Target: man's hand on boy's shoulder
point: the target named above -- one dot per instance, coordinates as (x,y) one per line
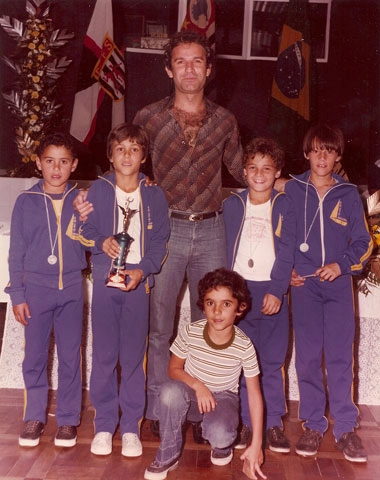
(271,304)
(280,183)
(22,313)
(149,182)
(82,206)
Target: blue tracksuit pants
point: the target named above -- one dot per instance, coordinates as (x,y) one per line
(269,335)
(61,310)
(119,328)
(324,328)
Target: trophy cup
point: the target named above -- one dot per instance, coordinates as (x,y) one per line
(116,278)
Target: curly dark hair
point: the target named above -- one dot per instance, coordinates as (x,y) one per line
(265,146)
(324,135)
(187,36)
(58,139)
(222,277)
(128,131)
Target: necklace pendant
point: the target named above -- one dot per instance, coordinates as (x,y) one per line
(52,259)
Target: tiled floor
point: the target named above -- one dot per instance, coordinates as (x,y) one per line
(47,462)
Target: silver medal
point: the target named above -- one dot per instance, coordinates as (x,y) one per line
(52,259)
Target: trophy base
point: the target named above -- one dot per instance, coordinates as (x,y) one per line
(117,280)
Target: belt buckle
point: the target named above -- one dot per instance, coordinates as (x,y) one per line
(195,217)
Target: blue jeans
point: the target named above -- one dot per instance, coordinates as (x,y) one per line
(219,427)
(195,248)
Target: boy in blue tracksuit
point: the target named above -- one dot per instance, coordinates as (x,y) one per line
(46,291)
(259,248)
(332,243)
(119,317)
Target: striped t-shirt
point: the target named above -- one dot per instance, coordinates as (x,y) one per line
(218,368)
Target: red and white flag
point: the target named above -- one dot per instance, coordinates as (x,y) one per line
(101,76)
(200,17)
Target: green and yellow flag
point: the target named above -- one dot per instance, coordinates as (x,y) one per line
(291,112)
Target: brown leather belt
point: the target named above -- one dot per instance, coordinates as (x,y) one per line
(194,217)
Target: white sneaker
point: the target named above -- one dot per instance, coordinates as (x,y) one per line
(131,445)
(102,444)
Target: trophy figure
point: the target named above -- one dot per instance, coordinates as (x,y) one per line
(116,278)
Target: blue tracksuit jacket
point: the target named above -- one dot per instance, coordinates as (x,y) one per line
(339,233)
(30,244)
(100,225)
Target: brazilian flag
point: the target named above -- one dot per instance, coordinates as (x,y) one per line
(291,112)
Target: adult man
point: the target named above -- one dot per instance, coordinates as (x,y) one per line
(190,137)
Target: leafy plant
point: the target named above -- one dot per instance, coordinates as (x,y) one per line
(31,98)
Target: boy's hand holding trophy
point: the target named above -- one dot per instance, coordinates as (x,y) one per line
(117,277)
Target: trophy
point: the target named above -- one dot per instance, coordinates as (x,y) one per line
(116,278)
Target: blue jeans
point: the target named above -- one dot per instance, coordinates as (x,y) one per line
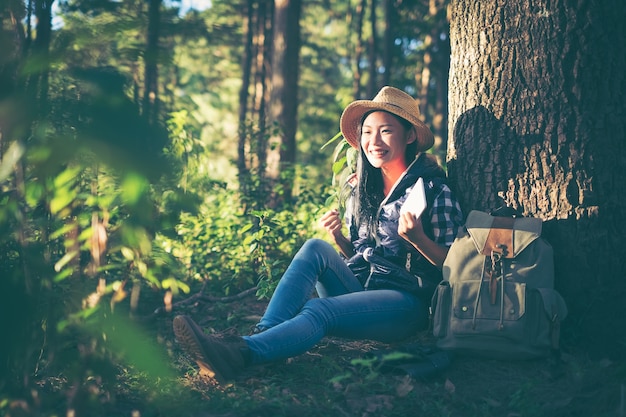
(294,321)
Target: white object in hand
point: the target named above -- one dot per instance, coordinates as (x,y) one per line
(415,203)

---

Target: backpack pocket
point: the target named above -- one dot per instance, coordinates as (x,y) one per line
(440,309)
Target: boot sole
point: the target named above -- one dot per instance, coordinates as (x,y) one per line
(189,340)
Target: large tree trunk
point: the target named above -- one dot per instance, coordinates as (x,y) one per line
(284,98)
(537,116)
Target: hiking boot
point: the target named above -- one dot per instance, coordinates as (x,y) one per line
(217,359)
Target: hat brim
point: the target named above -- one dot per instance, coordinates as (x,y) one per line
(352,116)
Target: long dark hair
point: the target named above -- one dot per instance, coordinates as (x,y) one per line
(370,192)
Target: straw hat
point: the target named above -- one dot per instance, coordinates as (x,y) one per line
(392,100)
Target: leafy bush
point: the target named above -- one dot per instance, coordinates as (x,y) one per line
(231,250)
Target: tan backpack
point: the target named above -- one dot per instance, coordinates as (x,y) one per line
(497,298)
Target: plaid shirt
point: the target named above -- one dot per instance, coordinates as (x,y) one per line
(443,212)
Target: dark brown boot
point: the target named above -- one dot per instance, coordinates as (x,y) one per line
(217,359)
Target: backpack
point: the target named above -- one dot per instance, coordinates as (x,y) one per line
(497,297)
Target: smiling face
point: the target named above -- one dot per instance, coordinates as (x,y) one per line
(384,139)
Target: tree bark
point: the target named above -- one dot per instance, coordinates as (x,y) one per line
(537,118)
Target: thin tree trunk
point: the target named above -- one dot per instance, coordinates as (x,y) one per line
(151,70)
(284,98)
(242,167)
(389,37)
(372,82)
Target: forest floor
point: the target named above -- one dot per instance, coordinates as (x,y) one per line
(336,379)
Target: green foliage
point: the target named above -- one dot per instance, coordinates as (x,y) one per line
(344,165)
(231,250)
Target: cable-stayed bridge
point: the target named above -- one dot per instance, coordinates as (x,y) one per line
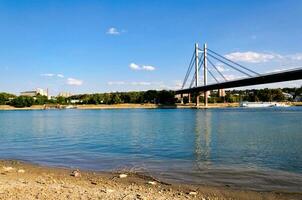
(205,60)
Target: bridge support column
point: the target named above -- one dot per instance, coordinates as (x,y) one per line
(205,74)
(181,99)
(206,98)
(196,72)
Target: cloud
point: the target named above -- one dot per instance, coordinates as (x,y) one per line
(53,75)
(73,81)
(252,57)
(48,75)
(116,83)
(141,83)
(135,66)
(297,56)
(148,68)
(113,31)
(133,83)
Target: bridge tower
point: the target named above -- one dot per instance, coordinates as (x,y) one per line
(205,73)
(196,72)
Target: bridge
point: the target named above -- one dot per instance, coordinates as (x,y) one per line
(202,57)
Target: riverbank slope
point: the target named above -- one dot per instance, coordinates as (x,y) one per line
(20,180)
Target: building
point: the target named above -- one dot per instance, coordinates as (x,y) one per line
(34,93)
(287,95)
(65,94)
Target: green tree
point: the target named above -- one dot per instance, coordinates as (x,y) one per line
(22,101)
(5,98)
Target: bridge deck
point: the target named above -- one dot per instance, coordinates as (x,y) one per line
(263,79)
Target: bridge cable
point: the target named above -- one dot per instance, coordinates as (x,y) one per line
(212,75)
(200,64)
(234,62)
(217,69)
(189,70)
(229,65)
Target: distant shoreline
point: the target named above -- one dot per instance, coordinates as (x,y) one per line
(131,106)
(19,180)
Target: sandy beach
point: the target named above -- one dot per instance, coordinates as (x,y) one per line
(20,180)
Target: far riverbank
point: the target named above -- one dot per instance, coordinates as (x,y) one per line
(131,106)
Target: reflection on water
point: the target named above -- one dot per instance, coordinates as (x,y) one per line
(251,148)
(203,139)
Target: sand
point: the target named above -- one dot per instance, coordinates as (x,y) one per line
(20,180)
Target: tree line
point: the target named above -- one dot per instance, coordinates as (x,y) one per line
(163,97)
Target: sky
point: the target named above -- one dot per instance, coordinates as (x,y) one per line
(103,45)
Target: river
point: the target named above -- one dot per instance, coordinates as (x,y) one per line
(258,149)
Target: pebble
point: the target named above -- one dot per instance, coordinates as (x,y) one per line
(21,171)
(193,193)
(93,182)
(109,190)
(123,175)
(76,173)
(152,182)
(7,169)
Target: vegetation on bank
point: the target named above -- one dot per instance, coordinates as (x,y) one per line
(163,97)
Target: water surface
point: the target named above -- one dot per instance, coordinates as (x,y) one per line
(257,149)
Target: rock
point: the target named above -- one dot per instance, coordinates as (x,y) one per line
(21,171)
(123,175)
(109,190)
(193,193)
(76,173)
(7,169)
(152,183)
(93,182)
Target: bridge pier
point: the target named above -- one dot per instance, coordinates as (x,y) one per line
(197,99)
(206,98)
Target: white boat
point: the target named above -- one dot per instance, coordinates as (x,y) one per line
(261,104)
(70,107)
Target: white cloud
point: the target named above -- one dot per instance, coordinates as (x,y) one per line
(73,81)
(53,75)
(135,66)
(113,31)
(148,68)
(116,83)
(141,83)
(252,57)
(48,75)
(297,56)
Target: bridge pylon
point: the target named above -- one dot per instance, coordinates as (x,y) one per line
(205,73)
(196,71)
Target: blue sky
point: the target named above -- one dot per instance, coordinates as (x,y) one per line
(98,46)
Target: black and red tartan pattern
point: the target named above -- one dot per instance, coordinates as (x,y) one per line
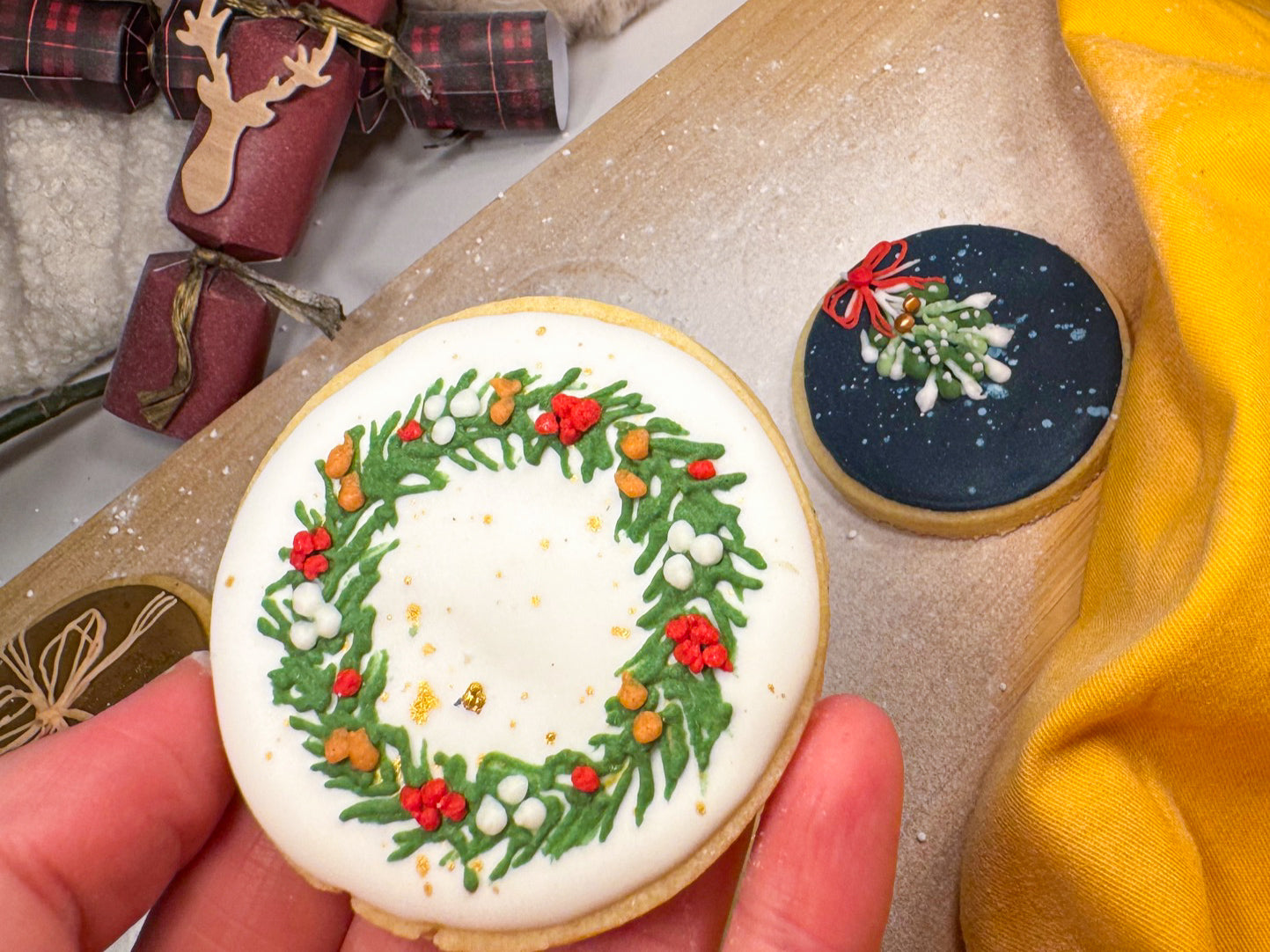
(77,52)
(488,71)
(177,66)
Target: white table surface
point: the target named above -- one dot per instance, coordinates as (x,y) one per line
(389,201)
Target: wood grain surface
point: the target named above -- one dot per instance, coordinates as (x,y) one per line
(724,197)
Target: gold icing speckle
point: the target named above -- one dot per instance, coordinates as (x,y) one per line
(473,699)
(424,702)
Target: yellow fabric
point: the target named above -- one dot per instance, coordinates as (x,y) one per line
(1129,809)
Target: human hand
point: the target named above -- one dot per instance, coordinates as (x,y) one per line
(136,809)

---

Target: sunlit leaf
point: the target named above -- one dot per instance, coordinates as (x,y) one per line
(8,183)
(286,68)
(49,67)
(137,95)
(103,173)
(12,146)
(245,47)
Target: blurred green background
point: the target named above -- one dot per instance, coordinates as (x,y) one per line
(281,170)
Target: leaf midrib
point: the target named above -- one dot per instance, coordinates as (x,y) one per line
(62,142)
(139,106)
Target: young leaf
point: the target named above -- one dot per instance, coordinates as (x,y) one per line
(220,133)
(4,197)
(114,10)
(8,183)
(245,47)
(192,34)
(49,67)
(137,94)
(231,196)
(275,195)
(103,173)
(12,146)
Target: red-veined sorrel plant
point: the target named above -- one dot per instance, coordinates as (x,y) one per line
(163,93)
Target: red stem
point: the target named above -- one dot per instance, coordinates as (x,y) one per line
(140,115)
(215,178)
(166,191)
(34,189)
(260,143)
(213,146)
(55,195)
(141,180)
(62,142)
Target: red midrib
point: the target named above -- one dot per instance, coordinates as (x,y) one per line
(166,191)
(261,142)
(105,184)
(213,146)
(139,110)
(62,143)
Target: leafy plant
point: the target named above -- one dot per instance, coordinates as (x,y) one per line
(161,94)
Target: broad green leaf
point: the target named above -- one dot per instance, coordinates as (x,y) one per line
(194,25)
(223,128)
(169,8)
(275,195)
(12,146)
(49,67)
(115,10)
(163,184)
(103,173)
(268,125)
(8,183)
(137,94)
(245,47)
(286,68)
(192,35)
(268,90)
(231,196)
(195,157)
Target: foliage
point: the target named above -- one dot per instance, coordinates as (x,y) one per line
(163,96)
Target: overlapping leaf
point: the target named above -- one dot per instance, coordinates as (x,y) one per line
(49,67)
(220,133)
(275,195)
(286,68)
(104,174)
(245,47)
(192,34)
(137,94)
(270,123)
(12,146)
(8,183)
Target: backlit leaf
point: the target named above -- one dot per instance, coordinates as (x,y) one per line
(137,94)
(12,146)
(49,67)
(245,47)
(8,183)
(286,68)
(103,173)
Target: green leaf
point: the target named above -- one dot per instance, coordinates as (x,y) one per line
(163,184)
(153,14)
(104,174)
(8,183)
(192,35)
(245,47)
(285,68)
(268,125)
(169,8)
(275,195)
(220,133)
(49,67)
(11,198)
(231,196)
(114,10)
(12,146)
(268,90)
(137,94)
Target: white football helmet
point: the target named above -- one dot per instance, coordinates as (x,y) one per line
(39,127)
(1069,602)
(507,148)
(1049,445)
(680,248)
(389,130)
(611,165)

---

* [Problem requirements] Report how many lines in the rows above contain the string "riverbank", with case counting. Give only the number.

* [Exercise solution] 2